--- YOUR TASK ---
Set down again each entry exactly as it reads, pictures excluded.

BEGIN

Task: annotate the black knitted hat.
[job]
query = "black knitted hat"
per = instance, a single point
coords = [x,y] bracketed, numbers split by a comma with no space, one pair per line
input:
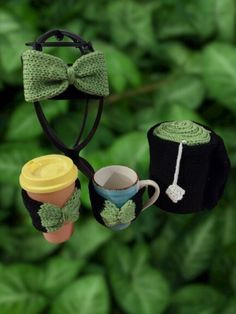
[190,163]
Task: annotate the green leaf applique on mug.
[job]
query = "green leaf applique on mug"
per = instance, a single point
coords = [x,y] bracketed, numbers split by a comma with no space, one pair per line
[112,215]
[53,217]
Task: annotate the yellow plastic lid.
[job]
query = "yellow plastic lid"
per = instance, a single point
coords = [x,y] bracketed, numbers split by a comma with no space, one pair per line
[49,173]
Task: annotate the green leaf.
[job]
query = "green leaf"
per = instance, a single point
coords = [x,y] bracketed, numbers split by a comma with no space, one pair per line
[163,245]
[194,250]
[137,287]
[196,299]
[176,55]
[24,244]
[88,295]
[186,91]
[230,307]
[7,23]
[187,18]
[91,233]
[223,270]
[24,123]
[225,19]
[131,149]
[131,23]
[227,223]
[122,69]
[59,273]
[17,290]
[220,74]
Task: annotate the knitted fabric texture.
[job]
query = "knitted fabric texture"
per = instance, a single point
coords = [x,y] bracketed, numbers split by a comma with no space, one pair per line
[108,214]
[178,131]
[46,76]
[53,217]
[48,217]
[112,215]
[204,170]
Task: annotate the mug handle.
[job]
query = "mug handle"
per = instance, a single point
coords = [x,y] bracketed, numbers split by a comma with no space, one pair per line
[152,200]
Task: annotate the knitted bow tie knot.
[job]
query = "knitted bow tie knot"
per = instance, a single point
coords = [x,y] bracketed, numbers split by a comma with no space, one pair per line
[53,217]
[46,76]
[71,75]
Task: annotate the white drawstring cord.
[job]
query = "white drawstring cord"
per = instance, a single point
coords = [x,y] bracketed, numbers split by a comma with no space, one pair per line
[174,191]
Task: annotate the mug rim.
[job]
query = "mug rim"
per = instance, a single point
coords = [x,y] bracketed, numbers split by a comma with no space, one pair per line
[116,166]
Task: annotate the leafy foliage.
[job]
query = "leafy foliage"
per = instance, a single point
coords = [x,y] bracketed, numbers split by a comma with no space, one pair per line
[167,60]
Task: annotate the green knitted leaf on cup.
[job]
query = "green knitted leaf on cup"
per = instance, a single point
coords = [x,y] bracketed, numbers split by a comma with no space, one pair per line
[53,217]
[112,215]
[177,131]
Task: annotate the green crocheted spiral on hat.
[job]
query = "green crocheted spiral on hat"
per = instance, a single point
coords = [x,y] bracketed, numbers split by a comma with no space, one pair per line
[178,131]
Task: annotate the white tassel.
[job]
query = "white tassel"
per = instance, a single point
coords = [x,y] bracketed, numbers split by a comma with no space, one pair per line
[174,191]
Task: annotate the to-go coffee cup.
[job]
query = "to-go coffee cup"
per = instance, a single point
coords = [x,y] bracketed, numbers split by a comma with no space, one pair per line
[48,183]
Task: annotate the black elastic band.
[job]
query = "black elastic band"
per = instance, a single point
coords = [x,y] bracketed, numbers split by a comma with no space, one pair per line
[78,42]
[73,153]
[83,124]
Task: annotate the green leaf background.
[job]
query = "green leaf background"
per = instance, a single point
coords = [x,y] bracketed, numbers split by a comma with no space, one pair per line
[167,60]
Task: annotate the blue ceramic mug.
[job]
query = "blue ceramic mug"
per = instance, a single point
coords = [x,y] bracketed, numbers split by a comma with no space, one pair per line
[118,184]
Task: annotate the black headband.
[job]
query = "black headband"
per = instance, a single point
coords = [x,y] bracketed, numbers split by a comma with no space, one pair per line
[71,93]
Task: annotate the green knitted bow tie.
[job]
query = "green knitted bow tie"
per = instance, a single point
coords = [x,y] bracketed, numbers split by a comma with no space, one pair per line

END

--- ANSWER TO THE EXERCISE ---
Task: annotate the black knitted hat.
[job]
query = "black knitted hat"
per = instance, a single point
coords = [x,y] bracketed, numbers split by a comma with no space, one pair per line
input:
[190,163]
Task: annotate the green leaf applique on mug.
[job]
query = "green leaf applique on mug"
per = instance, a single point
coords = [x,y] bracketed, numbers split by a comma with no space, one pair per line
[112,215]
[53,217]
Task: annotate the yellow plastic lid.
[job]
query = "yellow plastic lid"
per = instance, a single point
coords = [x,y] bracketed, numbers split by a comma with no space, one pair per line
[49,173]
Task: annotate the green leaf.
[job]
query = "green leaf"
per = instance, a single point
coords = [x,y] bracketed, numbers split by a comma with no space, one pair per line
[163,245]
[194,250]
[137,287]
[196,299]
[176,55]
[24,244]
[88,295]
[186,91]
[230,307]
[7,23]
[187,18]
[91,233]
[223,270]
[24,123]
[225,19]
[131,149]
[131,23]
[227,223]
[122,69]
[59,273]
[17,290]
[220,74]
Task: annotate the knitted fabric texture.
[job]
query = "knitted fabric texture"
per = instance, a single point
coords = [x,y] bracketed, numbers split by a comma with no space, one pair per line
[108,214]
[178,131]
[46,76]
[53,217]
[48,217]
[112,215]
[204,170]
Task: annotate the mug handle.
[job]
query = "mug handle"
per = instance, a single point
coords = [x,y] bracketed, numbers split by a comma with no space, one pair per line
[152,200]
Task: annotate the knitted bow tie knot.
[job]
query = "knitted bow tie knot"
per = instance, a single point
coords = [x,y] bracketed, numbers split by a comma with no space, one pair per line
[53,217]
[46,76]
[71,75]
Task: annotate the white drawstring cord.
[job]
query = "white drawstring cord"
per = instance, a single point
coords = [x,y] bracketed, numbers split by a comma with no space, one pair per line
[174,191]
Task: annotate the mug rim.
[job]
query = "mug rim"
per = instance, a single point
coords = [x,y] bracketed, numbers split by a comma with no space, one pair per line
[116,166]
Task: annotate the leafy foliage.
[job]
query = "leafy foliage"
per = instance, a single point
coords = [x,y] bracketed, numbers split by a comma with no space, one pair per line
[167,60]
Task: annotate the green knitted leaf on cup.
[job]
query = "green knitted leaf on cup"
per = instance, a single point
coords = [x,y] bracketed, numbers split by a comma with no space, one pair per line
[53,217]
[112,215]
[177,131]
Task: annotate the green crocheted spiral on hat.
[job]
query = "green crocheted spiral on hat"
per = instance, a single point
coords = [x,y] bracketed, numbers split by a comma with no space, one pair per line
[178,131]
Task: annotate the white tassel.
[job]
query = "white tassel"
per = instance, a single point
coords = [x,y] bracketed, numbers split by a comma with no space, one pair per line
[174,191]
Task: annotate the to-go coffee cup.
[job]
query = "to-go coffee cup"
per = instance, a single point
coords = [x,y] bracketed, numbers split by a comma with no space, one pair per line
[48,183]
Task: annotate the black elastic band.
[job]
query = "black elastic band"
per = instance, a single point
coords = [x,y] bracketed, numbers split by a comma with no space, one pair per line
[78,42]
[73,153]
[83,124]
Task: annotate the green leaf background.
[job]
query = "green leaf background"
per = instance, a single point
coords = [x,y] bracketed, numbers split by a comma with no space, one pair per line
[167,60]
Task: annotate the blue ceramic mug.
[job]
query = "blue ceramic mug"
per = instance, a single point
coords = [x,y] bracketed, numbers split by a comma with no space, one pair per line
[118,184]
Task: annotate the black headband.
[job]
query = "black headband"
per = instance, a single point
coords = [x,y] bracketed, numbers split by a comma with no space, one pair per line
[71,93]
Task: annotate the green knitted bow tie.
[job]
query = "green knitted bow tie"
per = instance, a single point
coords = [x,y] bracketed, numbers split by a comma with no space, one pair per line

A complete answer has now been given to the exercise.